● YOUR GOAL:
Beginning at the line that contains "front window in the photo above.", reproduce every line to the end of the material without changing any of them.

● DATA SUPPLIED:
--
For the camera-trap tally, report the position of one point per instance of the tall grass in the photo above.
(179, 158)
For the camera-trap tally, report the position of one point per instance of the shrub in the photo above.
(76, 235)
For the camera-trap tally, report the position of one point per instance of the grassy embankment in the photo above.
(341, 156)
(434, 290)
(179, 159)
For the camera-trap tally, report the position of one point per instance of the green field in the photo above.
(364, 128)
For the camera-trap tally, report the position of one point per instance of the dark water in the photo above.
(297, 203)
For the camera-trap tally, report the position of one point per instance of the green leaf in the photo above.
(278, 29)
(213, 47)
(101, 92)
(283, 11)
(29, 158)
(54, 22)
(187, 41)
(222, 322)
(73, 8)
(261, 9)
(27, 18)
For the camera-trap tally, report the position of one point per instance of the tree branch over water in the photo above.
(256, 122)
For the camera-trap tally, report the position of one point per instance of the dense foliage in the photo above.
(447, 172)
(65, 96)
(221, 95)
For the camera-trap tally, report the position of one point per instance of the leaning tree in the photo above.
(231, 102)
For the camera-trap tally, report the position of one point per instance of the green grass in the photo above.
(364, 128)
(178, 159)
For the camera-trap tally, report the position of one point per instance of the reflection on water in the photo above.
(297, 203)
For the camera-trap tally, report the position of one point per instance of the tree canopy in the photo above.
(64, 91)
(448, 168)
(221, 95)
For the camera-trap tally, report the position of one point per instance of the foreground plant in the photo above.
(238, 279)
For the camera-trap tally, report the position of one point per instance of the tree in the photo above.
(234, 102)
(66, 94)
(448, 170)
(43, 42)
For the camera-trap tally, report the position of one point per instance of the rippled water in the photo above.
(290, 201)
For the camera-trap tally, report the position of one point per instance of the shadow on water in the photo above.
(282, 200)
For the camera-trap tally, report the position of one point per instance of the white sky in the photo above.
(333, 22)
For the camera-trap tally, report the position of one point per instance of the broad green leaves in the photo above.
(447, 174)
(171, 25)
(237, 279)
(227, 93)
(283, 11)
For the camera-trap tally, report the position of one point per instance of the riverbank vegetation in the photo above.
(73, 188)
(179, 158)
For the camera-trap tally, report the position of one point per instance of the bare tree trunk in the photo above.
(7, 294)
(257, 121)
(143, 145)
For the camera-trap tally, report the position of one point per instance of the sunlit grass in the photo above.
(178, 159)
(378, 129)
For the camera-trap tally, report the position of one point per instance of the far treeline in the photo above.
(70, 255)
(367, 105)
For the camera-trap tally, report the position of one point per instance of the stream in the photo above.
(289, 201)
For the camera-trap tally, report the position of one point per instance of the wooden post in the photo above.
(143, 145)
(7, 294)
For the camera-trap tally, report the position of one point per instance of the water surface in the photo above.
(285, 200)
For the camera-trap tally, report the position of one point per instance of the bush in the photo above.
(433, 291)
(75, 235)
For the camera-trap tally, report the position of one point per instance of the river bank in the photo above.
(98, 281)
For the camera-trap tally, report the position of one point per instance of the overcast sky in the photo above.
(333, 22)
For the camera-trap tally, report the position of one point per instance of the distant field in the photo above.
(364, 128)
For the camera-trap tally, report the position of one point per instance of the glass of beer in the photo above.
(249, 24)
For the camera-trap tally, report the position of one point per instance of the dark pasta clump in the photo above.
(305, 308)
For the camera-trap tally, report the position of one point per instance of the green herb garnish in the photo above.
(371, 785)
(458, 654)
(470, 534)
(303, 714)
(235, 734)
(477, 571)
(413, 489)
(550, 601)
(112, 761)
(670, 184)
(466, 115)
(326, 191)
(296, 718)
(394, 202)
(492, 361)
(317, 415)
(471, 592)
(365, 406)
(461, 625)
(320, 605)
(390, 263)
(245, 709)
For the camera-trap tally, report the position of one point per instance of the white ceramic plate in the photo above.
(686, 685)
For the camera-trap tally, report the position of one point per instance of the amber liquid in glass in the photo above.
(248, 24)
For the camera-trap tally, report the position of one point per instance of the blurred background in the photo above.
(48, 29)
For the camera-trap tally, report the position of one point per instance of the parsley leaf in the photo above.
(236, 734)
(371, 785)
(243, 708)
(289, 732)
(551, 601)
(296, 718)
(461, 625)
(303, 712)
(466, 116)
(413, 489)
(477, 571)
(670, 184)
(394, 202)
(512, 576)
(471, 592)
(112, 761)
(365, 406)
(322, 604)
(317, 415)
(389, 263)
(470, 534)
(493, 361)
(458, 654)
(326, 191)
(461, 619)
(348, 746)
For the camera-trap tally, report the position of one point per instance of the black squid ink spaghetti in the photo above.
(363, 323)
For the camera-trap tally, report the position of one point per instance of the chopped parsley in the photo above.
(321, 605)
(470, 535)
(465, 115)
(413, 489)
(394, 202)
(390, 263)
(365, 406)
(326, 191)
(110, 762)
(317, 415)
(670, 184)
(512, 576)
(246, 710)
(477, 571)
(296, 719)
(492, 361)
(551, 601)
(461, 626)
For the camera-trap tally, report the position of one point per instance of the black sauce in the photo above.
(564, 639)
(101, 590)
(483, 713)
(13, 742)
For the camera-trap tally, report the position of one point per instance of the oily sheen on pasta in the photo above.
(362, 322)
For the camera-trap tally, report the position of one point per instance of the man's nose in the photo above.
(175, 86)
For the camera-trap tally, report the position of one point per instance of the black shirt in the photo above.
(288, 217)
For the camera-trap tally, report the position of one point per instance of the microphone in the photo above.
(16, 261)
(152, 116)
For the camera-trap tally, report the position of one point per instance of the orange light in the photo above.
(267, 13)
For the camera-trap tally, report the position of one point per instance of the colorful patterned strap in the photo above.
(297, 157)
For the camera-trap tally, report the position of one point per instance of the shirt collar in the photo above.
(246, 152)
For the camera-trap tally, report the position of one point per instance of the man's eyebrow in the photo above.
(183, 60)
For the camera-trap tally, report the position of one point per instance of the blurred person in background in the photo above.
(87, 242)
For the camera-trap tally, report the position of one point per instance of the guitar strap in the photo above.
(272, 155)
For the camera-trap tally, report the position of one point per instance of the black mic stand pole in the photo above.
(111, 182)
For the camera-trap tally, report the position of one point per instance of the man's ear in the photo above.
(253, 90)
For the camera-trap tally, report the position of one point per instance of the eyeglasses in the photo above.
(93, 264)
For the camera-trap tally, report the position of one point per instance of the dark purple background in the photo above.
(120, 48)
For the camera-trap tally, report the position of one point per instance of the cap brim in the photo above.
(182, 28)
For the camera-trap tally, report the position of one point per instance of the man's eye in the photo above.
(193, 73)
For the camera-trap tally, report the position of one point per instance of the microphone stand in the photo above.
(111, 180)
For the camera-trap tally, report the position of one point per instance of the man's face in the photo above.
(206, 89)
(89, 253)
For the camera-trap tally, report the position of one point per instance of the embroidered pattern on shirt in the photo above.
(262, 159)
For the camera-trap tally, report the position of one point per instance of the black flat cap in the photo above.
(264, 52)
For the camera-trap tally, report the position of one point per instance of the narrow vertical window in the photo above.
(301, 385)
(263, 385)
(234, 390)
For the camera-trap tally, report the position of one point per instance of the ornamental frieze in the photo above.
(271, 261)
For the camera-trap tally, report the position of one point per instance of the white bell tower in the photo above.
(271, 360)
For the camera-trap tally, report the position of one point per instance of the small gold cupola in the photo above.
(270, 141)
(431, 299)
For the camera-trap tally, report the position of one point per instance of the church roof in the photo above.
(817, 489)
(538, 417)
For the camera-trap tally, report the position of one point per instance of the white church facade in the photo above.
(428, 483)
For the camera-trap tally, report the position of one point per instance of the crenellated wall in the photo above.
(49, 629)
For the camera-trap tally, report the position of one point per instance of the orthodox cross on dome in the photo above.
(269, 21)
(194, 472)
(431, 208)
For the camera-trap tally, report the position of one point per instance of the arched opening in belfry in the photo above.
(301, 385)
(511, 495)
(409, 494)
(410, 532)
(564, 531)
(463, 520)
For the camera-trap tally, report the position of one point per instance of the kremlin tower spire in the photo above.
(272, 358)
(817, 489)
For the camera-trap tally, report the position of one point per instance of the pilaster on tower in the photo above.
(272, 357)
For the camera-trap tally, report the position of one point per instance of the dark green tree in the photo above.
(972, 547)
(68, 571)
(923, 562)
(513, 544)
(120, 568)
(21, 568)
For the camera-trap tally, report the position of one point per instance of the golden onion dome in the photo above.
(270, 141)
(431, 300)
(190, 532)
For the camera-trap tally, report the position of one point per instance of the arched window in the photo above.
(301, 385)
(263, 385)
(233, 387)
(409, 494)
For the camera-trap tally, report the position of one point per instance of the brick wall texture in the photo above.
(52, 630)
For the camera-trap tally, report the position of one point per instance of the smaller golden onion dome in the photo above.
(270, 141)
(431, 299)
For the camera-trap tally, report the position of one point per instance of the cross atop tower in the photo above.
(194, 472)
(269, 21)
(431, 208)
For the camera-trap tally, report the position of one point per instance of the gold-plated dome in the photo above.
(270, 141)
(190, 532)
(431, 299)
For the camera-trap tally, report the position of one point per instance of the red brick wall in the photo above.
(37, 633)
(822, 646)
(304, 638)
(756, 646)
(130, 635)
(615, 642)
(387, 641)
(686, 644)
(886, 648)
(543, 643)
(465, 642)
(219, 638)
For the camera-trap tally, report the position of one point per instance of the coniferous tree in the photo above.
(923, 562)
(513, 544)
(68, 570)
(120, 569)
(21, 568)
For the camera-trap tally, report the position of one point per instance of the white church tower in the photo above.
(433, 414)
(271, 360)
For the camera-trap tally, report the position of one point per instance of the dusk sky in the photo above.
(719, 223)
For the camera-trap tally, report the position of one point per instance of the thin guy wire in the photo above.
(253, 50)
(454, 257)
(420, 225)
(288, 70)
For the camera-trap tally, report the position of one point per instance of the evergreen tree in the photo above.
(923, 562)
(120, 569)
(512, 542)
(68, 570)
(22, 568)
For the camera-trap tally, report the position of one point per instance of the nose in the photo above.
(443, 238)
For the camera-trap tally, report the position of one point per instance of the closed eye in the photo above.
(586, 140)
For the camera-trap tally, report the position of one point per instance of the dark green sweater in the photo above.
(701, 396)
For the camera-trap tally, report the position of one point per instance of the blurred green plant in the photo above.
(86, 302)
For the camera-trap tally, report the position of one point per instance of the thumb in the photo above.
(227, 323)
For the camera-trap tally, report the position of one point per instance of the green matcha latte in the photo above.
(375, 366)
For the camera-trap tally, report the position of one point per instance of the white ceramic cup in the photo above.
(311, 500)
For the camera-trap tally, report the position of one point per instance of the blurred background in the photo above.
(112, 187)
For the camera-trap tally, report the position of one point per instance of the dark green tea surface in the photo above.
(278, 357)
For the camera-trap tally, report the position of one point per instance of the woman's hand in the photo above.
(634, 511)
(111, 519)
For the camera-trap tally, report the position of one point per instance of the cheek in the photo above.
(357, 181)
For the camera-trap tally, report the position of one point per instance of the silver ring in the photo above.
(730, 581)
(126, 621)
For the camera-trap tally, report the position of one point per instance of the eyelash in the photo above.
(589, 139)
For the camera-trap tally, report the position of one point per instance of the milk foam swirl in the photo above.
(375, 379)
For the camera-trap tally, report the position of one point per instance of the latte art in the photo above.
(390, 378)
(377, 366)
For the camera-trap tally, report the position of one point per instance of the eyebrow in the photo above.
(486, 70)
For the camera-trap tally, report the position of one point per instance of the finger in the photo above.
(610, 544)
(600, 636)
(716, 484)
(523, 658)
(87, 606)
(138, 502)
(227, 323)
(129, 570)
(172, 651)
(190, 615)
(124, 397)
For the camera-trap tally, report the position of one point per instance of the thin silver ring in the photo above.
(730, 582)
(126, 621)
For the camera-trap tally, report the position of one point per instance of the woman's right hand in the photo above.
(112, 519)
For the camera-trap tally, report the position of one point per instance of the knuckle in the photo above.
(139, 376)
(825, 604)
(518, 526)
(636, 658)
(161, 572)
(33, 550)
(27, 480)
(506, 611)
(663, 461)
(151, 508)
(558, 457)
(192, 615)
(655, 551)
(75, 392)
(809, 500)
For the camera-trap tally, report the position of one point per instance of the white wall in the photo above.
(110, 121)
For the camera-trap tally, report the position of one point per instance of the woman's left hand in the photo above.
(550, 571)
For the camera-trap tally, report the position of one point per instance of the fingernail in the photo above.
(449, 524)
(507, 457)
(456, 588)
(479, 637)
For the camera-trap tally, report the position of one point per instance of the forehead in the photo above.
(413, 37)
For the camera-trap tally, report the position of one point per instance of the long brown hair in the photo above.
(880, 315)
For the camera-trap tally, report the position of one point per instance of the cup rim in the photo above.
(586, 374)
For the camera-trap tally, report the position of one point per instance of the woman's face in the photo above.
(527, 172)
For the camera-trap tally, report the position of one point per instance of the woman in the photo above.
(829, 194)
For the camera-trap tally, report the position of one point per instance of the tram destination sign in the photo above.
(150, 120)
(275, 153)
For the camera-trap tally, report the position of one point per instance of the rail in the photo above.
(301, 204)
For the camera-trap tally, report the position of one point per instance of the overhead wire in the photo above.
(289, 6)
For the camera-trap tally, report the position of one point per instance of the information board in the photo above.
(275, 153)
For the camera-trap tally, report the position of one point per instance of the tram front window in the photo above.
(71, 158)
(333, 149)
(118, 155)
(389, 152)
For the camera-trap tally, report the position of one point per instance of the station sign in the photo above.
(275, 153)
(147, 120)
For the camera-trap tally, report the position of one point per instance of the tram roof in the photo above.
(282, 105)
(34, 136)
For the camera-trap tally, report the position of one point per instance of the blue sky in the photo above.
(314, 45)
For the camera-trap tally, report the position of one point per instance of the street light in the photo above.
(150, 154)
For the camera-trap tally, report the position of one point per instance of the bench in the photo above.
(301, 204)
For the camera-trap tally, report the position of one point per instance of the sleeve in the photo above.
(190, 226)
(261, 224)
--
● TASK RESPONSE:
For the camera-trap tally, report the position of one point per instance of the tram front window in the photo above.
(71, 158)
(333, 149)
(118, 155)
(389, 152)
For the camera-trap tally, report the position of one point per instance of the station sign in the photo above.
(275, 153)
(147, 120)
For the camera-trap tally, report the position of one point per instance of the tram roof in the photo above.
(282, 105)
(34, 136)
For the camera-trap tally, report the position of one point per instance of the blue sky in the photo above.
(314, 45)
For the camera-trap tally, report the position of one point per instance of the street light in the photo above.
(150, 154)
For the camera-trap tally, report the position of one point per instance of the bench in the photo above.
(301, 204)
For the camera-trap tally, report the position of one point per instance of the sleeve in the photo above.
(190, 226)
(261, 224)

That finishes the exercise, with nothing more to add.